Collected data
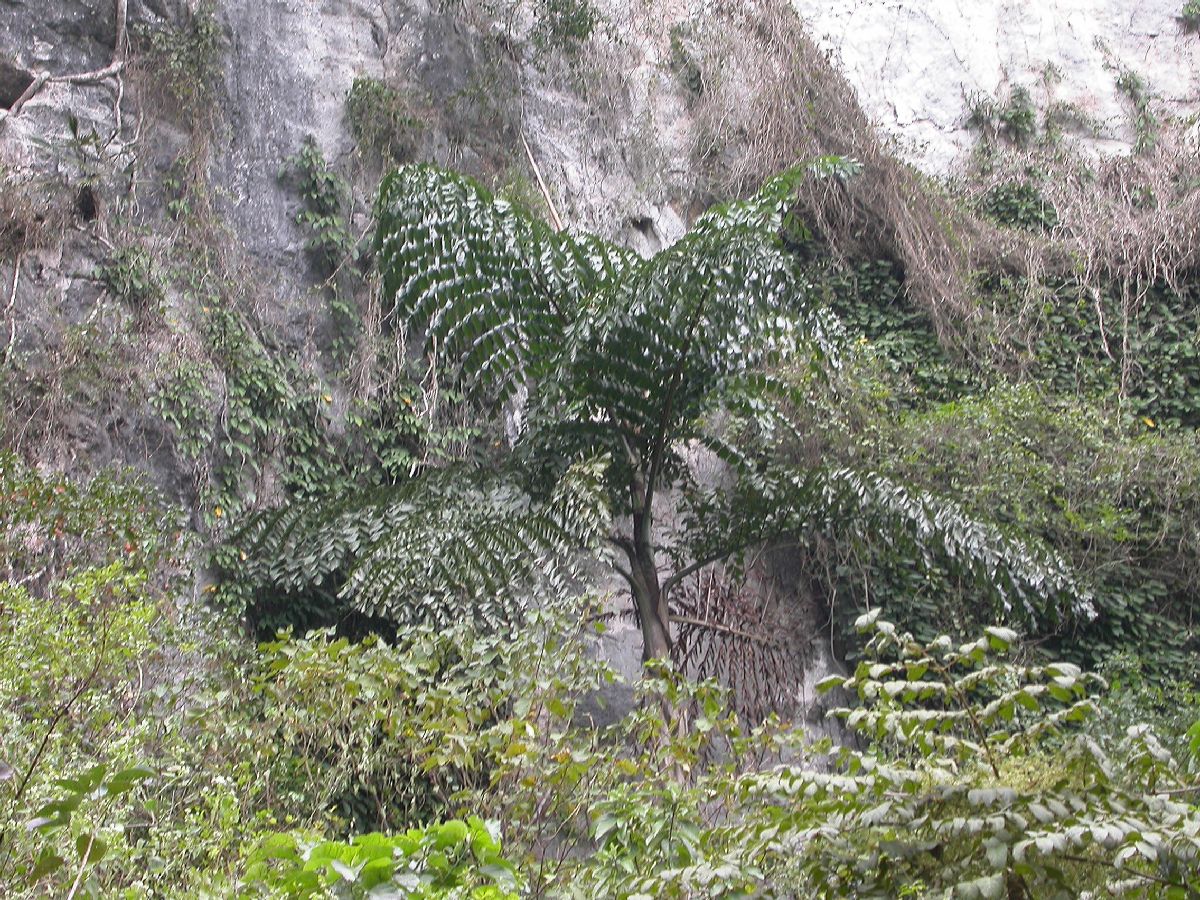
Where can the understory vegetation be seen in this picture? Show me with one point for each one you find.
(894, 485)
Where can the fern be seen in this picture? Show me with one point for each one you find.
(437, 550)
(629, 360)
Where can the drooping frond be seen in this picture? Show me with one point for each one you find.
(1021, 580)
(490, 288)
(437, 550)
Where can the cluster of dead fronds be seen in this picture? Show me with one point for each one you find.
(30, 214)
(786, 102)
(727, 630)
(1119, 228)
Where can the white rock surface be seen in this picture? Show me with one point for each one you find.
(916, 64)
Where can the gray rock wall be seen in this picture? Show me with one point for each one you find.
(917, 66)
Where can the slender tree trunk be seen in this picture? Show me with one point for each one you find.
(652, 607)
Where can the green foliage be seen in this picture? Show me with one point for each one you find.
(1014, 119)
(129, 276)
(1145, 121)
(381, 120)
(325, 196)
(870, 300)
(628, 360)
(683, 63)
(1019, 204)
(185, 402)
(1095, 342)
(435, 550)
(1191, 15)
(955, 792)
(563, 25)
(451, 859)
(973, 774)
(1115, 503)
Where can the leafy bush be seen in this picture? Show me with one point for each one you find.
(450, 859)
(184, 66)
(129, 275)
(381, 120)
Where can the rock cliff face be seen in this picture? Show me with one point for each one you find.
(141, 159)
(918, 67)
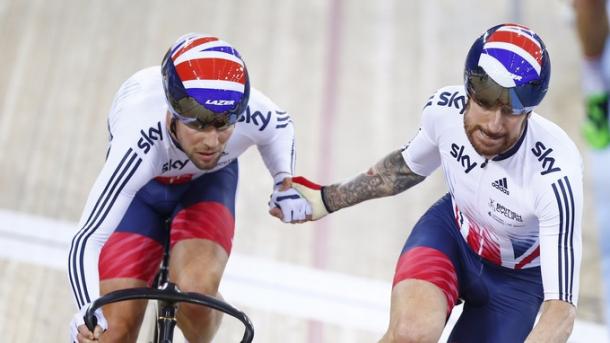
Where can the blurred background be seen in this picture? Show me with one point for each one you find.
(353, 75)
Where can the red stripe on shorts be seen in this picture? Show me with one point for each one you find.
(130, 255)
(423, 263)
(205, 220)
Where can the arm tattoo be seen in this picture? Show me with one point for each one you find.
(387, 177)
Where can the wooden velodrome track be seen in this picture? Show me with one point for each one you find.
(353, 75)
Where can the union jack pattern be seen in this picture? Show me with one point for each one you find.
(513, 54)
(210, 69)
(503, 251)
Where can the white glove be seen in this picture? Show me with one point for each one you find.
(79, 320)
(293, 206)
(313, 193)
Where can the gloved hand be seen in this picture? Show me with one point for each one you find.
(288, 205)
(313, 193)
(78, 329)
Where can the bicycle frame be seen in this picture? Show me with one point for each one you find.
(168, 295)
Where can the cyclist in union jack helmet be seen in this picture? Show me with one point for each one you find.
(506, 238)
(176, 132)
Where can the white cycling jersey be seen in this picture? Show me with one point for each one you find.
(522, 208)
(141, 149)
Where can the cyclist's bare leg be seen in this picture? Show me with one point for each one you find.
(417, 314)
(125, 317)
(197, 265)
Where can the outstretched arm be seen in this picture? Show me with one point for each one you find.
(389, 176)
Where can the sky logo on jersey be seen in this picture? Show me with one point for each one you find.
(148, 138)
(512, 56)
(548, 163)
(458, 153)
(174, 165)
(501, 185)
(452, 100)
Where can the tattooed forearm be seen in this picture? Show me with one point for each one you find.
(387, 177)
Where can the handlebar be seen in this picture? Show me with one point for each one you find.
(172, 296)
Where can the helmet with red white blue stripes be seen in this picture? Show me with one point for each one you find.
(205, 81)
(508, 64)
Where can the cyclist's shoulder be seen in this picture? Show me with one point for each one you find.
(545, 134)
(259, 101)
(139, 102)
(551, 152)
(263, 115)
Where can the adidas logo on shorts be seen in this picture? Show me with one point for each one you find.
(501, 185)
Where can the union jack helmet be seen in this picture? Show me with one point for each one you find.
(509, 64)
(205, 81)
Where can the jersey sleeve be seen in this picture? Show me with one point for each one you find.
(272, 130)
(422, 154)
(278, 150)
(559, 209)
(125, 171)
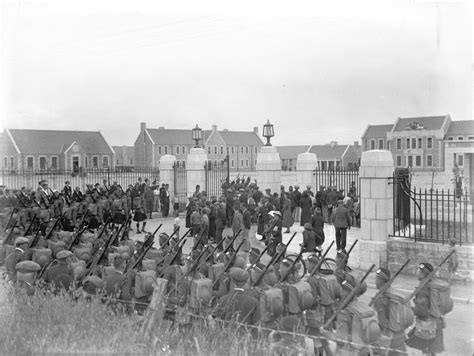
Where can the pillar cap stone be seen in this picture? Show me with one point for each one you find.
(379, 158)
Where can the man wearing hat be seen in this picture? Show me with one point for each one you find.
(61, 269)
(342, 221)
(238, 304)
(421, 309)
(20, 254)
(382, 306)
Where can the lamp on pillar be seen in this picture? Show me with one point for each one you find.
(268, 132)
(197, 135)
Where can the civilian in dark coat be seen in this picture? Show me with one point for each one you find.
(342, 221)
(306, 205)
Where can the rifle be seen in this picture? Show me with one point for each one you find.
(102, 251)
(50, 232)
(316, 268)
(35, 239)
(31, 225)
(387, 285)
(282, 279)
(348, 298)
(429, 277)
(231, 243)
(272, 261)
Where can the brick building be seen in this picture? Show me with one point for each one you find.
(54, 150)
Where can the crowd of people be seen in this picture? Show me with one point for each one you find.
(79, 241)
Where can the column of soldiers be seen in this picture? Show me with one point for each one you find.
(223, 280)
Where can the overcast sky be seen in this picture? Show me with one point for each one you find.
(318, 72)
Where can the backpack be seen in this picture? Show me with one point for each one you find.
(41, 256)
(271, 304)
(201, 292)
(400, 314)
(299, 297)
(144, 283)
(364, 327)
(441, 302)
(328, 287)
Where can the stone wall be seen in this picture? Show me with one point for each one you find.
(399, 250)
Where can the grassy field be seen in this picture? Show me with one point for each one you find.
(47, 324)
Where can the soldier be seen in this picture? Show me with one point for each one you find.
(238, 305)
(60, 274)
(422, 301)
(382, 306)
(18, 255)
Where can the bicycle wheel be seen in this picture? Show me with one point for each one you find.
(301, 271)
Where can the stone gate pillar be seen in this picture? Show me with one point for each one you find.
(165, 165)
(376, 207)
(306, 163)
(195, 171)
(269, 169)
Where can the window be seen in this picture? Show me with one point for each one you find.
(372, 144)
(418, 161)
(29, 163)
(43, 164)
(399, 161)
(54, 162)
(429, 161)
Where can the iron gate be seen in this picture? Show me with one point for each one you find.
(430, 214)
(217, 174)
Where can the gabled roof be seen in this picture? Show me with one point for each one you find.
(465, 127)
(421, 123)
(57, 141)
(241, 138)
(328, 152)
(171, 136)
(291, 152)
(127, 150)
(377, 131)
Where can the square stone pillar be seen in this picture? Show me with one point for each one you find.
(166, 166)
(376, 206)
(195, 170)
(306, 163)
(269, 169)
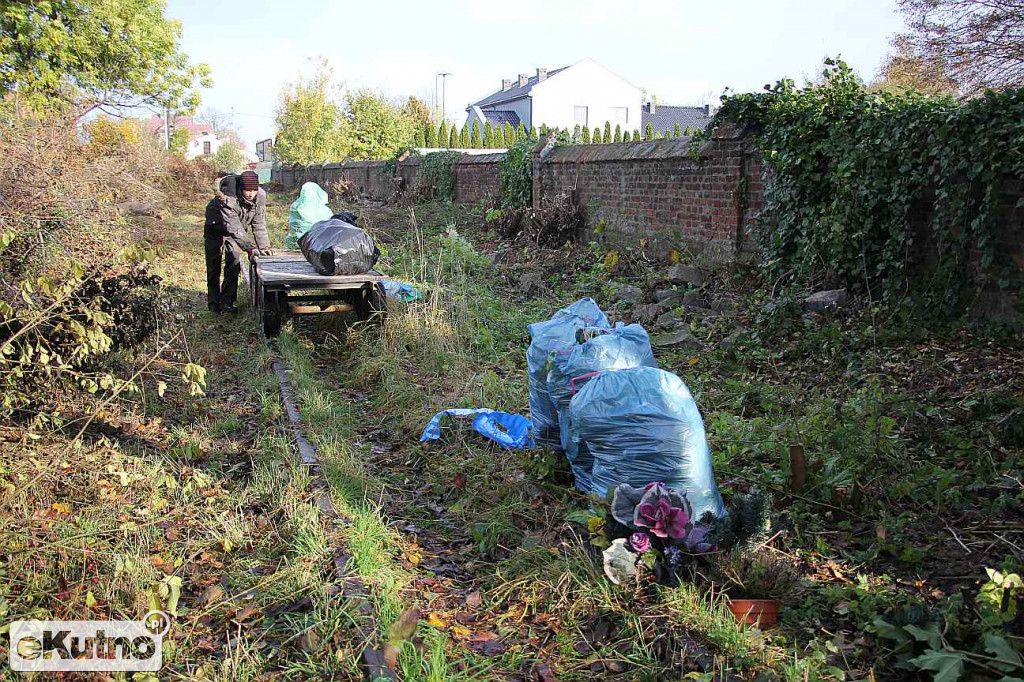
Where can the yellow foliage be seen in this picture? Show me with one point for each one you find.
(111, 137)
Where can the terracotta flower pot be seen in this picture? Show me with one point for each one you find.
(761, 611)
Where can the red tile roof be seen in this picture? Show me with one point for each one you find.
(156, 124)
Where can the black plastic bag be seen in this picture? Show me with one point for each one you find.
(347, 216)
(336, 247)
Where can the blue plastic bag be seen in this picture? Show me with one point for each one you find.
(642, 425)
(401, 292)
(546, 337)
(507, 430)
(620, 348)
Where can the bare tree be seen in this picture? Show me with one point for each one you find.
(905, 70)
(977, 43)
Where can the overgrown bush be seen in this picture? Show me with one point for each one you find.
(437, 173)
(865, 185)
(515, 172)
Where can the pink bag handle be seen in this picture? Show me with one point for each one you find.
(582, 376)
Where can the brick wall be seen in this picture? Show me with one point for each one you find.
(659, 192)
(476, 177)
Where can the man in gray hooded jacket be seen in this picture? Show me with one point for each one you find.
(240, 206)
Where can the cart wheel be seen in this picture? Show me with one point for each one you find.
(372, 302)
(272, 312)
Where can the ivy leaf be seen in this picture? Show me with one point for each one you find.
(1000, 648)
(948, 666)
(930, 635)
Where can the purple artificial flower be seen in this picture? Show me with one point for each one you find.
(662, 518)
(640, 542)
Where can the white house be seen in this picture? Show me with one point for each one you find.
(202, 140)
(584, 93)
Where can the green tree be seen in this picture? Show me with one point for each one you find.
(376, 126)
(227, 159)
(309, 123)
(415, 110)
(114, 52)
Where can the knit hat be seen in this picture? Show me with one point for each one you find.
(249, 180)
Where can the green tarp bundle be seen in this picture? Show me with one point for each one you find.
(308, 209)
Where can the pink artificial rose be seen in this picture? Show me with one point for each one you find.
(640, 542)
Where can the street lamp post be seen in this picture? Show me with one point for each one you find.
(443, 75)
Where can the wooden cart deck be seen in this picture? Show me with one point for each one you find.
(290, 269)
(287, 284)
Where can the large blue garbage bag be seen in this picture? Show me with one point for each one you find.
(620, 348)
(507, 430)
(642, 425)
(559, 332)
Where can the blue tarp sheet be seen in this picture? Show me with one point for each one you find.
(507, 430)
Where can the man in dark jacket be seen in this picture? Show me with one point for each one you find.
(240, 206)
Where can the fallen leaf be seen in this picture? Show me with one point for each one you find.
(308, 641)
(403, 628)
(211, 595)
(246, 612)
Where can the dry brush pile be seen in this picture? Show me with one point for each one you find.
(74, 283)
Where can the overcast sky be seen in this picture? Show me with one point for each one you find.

■ What you need to do
Copy the rows word for word, from the start of the rows through the line holding "(1115, 503)", with both ends included. Leave the pictures out of your answer.

■ Exercise output
Where can the understory vegetation be seen in this picture? Show me with one point for each one you find.
(894, 485)
Where can the fern be seen in this picture? Show me with one point for each one you find.
(437, 550)
(629, 360)
Where can the drooping frond be seen in this picture? Show me with one point for each one you find.
(1021, 580)
(490, 288)
(437, 550)
Where can the cluster of dead fronds be seen in this picture? Show me with one point for each one you find.
(30, 214)
(786, 102)
(727, 630)
(1119, 228)
Where can the white rock surface be seen in this picture? Show me with one point for each one you find.
(916, 64)
Where can the gray rock wall be seen in this picture? Show me with one point for each one you find.
(917, 66)
Where can the slender tree trunk be seen in this picture? Show me with one point for each one you find.
(652, 607)
Where can the green foliage be seen in this picture? Show me with one point for each one you find.
(1014, 119)
(129, 276)
(1145, 121)
(381, 120)
(325, 196)
(870, 300)
(628, 360)
(683, 63)
(1019, 204)
(185, 402)
(1095, 342)
(435, 550)
(1191, 15)
(955, 792)
(563, 25)
(451, 859)
(973, 774)
(1115, 503)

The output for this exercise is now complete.